### WORK INSTRUCTIONS
Having read the records, set them all down exactly as they appear.

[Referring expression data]
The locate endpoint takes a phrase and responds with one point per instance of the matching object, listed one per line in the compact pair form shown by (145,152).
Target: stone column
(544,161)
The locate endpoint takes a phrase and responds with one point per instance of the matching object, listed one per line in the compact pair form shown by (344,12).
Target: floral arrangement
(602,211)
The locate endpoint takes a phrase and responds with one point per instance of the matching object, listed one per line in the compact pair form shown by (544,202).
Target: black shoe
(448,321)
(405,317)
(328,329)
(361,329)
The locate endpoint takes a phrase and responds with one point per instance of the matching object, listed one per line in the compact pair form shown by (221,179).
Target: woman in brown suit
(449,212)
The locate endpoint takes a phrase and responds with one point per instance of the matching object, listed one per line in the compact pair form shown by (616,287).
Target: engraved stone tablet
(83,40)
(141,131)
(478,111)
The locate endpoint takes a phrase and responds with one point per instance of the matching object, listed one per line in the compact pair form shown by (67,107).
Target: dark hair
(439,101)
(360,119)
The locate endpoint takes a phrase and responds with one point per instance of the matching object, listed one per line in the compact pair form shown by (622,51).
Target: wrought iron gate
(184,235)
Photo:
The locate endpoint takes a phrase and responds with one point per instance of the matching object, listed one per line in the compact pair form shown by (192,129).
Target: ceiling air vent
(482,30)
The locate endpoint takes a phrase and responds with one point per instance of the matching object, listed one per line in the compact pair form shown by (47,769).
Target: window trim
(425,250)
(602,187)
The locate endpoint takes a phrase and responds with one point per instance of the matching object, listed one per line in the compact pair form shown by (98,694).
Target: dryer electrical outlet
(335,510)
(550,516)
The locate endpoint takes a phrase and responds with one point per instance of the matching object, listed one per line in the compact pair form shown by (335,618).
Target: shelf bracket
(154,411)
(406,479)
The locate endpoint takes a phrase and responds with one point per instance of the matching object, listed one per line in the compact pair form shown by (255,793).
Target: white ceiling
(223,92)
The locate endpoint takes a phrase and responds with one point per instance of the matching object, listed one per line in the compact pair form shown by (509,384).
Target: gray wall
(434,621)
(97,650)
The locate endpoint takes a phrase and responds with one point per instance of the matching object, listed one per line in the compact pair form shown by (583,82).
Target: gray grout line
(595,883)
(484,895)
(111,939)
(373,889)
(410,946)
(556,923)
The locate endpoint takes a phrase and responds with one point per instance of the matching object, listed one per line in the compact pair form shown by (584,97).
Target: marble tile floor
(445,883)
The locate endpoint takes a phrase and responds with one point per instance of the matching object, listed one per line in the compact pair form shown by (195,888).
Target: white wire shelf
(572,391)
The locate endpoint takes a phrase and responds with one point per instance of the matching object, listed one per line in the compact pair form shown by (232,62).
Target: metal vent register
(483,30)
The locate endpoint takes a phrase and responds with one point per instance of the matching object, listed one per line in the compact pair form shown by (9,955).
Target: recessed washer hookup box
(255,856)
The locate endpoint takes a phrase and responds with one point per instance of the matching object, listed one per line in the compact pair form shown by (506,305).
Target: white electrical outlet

### ANSWER TO THIS EXERCISE
The locate endpoint takes a phrase and responds with one point per instance of the matching object, listed one per line in the compact pair form shown by (145,152).
Target: stone column
(544,161)
The locate endpoint takes a phrase and responds with one point per instance of the matching object, listed one per line in the compact pair form shown by (344,12).
Target: floral arrangement
(602,211)
The locate endpoint takes a phrase and responds with one point per instance of the matching object, listed one per line in the compact pair form shown by (544,202).
Target: black shoe
(448,321)
(405,317)
(328,329)
(361,329)
The locate endpoint takes a phrase and responds with one point per instance of the matching object, listed one per line in the compact pair form shown by (221,179).
Target: woman in brown suit
(449,212)
The locate endpoint takes a phrase and responds with one point per instance of the matching object, listed one per line in the compact pair form shown by (616,287).
Target: engraved stone tablet
(83,40)
(141,131)
(478,111)
The locate endpoint takes a phrase and responds with one point per instance of the matching object, listed one per line in the compact pair form shown by (67,107).
Target: dark hair
(439,101)
(360,119)
The locate endpoint takes a phrase and responds with one point per instance of the matching object, listed one per line in the compact pair form shown by (622,51).
Target: wrought iron gate
(184,235)
Photo:
The locate endpoint takes a phrase and responds with one point per instance of the matching object, listed one per line in the compact pair form shown by (192,129).
Target: ceiling air vent
(482,30)
The locate endpoint takes a phrase and responds with one point per instance of the matching object, listed one per line in the compact pair form shown by (47,769).
Target: window trim
(425,250)
(602,187)
The locate endpoint takes a phrase and responds with one point per instance of the matching object, listed one per line in the compact pair form shown by (98,694).
Target: dryer electrical outlet
(335,510)
(550,516)
The locate endpoint takes a phrase and responds with one point per instance of the matching object, listed one per line in the compact pair form shown by (335,618).
Target: shelf bracket
(154,411)
(406,479)
The locate endpoint takes a phrase and responds with one point per instance of the matching object, listed one per line in the compact pair form shown by (255,793).
Target: white ceiling
(223,92)
The locate endpoint takes a phrase and responds with one point per instance of the matching object, listed one per line in the compact pair form shown by (509,384).
Target: gray wall
(434,621)
(97,650)
The locate endpoint takes a phrase and responds with one point per instance of the matching object, listed one per line in the compact pair form shown by (583,82).
Target: gray grout line
(595,883)
(484,895)
(111,939)
(373,889)
(410,946)
(556,923)
The locate endpoint takes a phrase and responds with one point per instance of the matching object, listed one per line in the compact pair form shown by (584,97).
Target: marble tile floor
(445,883)
The locate endpoint takes a phrase and responds with one point per instance of the matching object, listed one per line in the compact pair form shown by (195,888).
Target: white wire shelf
(572,391)
The locate endpoint takes a phrase and responds with one point per instance of the matching object, listed one per line in the compact pair form shown by (232,62).
Target: metal vent register
(483,30)
The locate endpoint takes a phrase and responds with one point per instance of the matching object, listed one per line in the compact pair form shown by (9,955).
Target: recessed washer hookup box
(255,856)
The locate endpoint takes a phrase and responds with one point per instance of the matching object, listed one per line in the compact pair form shown by (506,305).
Target: white electrical outlet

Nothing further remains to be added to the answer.